**** Given passage ****
Mike's vast experience in the military, political, diplomatic and social arenas, together with his love of country and of human beings, enables him to be comfortable in the company of heads of state, as well as with teen-agers and adults from all walks of life. He should be an excellent candidate to represent the interests of the people of Colorado, the United States, and, by extension, the world community.
-- Gertrud Nuhn
A little patriotism never hurt anybody
To the Editor:
As I continually watch the actions of Democratic politicians both in the federal government and our state government, their unpatriotic and anti-freedom stance is most evident.
I will start with the recent state bill to order all Colorado schools to require classes recite the Pledge of Allegiance and to teach patriotic and civic responsibility subjects promoting not only Americanism, but how to be a good citizen. The measure was killed, naturally, thanks to Senate Democrats who claim we shouldn't force kids to be patriotic.
That is so wrong. I participated in reciting the pledge growing up in New York City during the 1950s. It did not hurt me. And what is wrong with being patriotic? State Democratic Senator Ken Gordon appeared on television debating Senator John Andrews, a Republican from Arapahoe County. Senator Gordon typically made a fool of himself on national television and showed his true anti-American colors and that of his party.
The same can be said for our state Senate Democrats regarding their push to kill a concealed carry weapons bill. These Colorado state legislators are no different than their brethren on the federal level. Here we find these Democrats in our state pandering to Tom Mauser and his anti-gun henchmen to deny law-abiding citizens their right to self-defense.
If I were denied this right and were attacked, I would bring a lawsuit against the state for denying me the right to carry a concealed weapon, which could have protected me. Similarly if I were a family member whose loved one lost their life when they could have protected themselves, I would sue the state if a carry permit was denied after proving the person was law-abiding and could have received a permit if Colorado passed a pre-emption law.
-- Steve Levine
We're here to serve
To the Editor:
Thank you to Kathryn Eastburn for her moving and thoughtful story regarding Down Syndrome and Alzheimer's disease ["Facing Alzheimer's," Jan. 17]. I wanted to remind readers that there is a local office of the Alzheimer's Association here in Colorado Springs. We offer telephone information services, counseling programs, support groups, and educational programs free to members of our community. Families and friends of loved ones with Down Syndrome and/or Alzheimer's disease are welcome and encouraged to use our services as needed. We are here to stand by you.
**** Exercise data ****
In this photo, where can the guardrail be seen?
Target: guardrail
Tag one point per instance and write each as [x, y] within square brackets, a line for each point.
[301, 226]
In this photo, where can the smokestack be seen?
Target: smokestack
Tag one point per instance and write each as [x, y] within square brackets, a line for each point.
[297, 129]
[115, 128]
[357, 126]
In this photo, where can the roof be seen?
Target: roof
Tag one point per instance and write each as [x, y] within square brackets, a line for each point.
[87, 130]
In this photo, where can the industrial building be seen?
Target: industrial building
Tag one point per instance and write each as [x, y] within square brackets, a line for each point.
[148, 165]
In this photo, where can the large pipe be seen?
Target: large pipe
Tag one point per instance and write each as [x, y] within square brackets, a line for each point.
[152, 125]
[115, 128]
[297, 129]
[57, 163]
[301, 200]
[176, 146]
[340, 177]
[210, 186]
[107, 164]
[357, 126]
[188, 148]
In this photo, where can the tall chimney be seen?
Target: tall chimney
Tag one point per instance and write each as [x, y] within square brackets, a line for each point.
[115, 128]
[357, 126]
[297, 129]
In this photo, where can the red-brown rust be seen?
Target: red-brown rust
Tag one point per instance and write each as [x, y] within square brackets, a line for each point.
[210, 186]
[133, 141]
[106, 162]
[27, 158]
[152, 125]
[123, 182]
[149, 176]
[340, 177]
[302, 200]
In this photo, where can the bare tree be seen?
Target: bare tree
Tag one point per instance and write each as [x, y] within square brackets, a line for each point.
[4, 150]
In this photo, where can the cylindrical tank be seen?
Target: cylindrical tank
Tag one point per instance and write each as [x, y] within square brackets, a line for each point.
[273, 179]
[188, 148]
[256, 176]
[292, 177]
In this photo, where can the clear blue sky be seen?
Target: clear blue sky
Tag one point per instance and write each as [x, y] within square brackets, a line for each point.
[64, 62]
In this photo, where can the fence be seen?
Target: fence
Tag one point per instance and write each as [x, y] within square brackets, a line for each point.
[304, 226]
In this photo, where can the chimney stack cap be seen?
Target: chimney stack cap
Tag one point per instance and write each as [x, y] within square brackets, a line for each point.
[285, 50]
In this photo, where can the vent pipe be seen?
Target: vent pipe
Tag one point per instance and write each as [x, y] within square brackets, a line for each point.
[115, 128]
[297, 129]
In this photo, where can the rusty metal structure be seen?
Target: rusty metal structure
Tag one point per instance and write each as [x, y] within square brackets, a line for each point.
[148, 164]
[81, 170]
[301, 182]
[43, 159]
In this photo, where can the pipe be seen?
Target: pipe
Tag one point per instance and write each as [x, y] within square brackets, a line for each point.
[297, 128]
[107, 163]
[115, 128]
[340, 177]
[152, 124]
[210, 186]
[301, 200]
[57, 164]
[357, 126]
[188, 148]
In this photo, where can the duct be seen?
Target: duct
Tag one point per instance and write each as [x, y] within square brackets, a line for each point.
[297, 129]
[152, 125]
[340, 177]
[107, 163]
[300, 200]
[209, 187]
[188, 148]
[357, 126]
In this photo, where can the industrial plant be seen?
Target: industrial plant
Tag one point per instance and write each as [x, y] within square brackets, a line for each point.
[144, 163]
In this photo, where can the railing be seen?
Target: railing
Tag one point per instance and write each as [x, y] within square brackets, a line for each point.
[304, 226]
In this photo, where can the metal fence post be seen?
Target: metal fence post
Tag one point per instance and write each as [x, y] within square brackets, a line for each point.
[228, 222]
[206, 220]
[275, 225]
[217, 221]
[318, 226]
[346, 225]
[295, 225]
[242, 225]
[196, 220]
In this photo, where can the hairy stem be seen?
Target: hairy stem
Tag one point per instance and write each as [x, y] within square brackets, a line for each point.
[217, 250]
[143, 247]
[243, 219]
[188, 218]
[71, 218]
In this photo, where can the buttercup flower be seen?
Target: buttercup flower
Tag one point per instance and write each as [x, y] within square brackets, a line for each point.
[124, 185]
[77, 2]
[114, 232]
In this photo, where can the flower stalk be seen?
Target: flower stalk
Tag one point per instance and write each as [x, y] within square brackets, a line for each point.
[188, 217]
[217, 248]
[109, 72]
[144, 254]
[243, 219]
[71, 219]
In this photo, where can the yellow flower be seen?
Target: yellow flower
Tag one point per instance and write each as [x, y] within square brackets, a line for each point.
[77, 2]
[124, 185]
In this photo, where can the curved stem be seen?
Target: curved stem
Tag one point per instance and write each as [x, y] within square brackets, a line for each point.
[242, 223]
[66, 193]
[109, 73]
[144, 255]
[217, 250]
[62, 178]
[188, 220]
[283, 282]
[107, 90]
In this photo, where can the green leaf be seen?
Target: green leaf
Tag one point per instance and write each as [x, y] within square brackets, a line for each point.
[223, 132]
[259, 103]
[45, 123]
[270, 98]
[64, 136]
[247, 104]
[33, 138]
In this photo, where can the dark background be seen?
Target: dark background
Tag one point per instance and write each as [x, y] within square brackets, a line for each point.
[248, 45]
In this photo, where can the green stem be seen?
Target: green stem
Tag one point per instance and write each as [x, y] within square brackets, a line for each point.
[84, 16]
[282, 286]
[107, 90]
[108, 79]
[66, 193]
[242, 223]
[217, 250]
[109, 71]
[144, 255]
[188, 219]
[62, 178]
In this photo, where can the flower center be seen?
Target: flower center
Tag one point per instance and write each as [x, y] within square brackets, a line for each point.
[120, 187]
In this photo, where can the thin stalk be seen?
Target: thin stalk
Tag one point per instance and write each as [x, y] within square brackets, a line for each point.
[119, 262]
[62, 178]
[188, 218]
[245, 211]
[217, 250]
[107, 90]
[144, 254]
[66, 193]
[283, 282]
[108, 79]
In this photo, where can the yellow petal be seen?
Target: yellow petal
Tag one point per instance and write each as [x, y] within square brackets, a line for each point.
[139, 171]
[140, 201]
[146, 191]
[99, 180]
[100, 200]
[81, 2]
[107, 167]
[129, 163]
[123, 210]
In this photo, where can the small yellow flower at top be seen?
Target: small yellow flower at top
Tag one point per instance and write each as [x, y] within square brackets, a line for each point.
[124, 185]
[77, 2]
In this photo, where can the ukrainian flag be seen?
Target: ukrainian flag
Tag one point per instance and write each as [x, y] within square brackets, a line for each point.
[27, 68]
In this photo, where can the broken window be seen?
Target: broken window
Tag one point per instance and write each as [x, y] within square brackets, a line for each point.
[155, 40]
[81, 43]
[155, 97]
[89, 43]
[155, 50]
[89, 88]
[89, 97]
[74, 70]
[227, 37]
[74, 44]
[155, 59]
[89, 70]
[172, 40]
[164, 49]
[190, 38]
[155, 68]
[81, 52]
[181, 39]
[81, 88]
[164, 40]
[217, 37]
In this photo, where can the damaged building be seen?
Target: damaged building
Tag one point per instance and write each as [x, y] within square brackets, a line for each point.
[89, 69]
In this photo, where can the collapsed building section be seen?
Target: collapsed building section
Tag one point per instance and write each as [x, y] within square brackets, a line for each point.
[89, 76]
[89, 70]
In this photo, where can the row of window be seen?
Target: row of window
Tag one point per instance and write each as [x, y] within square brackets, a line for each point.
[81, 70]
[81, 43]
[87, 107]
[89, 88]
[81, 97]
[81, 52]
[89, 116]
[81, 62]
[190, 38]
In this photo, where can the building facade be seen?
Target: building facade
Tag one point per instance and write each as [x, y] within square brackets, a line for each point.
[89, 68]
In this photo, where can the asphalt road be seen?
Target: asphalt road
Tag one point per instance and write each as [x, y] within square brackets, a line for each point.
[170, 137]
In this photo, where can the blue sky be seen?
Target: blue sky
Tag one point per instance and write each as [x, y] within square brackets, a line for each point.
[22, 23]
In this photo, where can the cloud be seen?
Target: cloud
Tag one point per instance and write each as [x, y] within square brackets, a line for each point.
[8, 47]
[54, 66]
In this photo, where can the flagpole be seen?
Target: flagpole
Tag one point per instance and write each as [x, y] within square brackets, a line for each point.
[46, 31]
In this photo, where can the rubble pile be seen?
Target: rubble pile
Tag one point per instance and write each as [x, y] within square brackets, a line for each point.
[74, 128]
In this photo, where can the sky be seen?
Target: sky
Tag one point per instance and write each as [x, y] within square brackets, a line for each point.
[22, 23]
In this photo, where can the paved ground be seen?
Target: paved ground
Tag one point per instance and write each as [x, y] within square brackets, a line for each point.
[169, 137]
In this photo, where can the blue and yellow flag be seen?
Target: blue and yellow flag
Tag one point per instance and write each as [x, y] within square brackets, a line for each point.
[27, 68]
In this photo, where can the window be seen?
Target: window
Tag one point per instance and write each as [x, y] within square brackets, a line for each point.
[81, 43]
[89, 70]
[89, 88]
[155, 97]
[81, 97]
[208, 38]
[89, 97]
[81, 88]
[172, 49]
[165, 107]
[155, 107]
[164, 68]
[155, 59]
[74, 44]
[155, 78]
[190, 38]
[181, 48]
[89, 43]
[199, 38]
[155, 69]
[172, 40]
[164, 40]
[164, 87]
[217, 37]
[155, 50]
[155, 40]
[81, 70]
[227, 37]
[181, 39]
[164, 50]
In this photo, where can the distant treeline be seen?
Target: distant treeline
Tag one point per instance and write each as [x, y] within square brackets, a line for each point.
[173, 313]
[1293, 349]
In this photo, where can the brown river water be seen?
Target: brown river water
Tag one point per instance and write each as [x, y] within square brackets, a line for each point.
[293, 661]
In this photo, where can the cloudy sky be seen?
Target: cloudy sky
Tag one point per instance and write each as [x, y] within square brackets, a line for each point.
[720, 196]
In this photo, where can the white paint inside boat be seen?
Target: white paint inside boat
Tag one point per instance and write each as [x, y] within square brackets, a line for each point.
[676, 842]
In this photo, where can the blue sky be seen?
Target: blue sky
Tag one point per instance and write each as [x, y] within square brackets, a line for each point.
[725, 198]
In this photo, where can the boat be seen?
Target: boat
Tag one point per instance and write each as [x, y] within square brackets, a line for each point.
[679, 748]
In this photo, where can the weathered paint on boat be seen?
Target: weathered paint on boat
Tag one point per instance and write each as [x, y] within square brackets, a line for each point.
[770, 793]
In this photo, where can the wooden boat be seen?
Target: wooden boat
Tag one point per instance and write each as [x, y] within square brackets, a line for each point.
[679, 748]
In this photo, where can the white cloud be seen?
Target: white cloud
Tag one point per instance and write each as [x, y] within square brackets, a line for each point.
****
### What this exercise asks
1 > Copy the letters to the editor verbatim, from "The same can" up to and including "right to self-defense.".
2 > Answer these questions from the letters to the editor:
(a) In what city and decade did Steve Levine recite the pledge growing up?
(b) Which Republican senator did Ken Gordon debate on television?
(c) In what city does the Alzheimer's Association have the local office mentioned?

### Expected outputs
1 >
The same can be said for our state Senate Democrats regarding their push to kill a concealed carry weapons bill. These Colorado state legislators are no different than their brethren on the federal level. Here we find these Democrats in our state pandering to Tom Mauser and his anti-gun henchmen to deny law-abiding citizens their right to self-defense.

2 >
(a) New York City, during the 1950s
(b) John Andrews, a Republican from Arapahoe County
(c) Colorado Springs